── Supplied records ──

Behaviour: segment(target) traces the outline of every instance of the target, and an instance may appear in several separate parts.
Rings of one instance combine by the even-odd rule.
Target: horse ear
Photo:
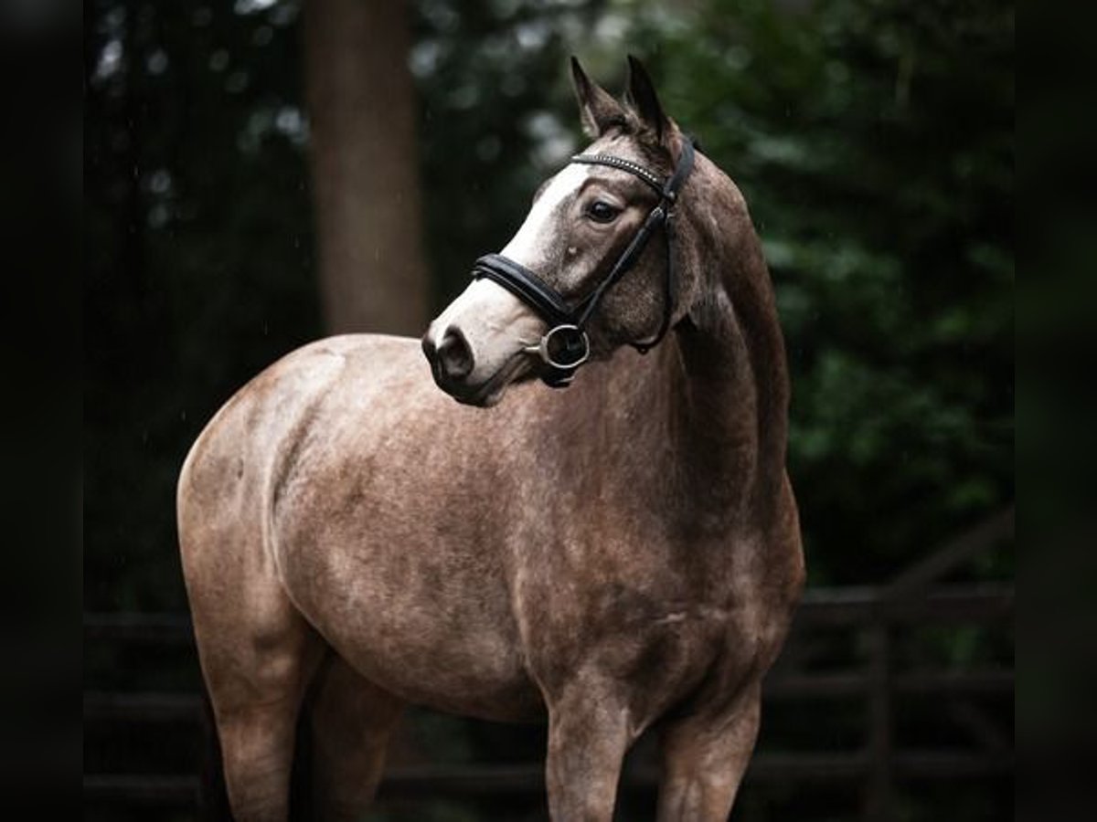
[[[621,109],[621,104],[606,89],[590,81],[574,55],[572,57],[572,83],[575,85],[575,96],[579,101],[583,130],[588,137],[595,139],[610,126],[621,125],[624,122],[624,111]]]
[[[655,132],[656,139],[661,142],[670,134],[670,121],[663,113],[647,69],[632,55],[629,55],[629,100],[641,121]]]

───

Objective ▸ Can you reproduce every item above word for word, leaving the pictures out of your answer?

Correct response ▸
Behaviour: segment(target) traces the outline of every instance of the target, and an instance may appear in several separate parts.
Rings of one instance combine by the even-odd rule.
Target: horse ear
Photo:
[[[621,109],[621,104],[606,89],[590,81],[574,55],[572,57],[572,83],[575,85],[575,96],[579,101],[583,130],[588,137],[595,139],[610,126],[621,125],[624,122],[624,111]]]
[[[655,132],[656,139],[661,142],[670,134],[670,121],[663,113],[647,69],[632,55],[629,55],[629,100],[641,121]]]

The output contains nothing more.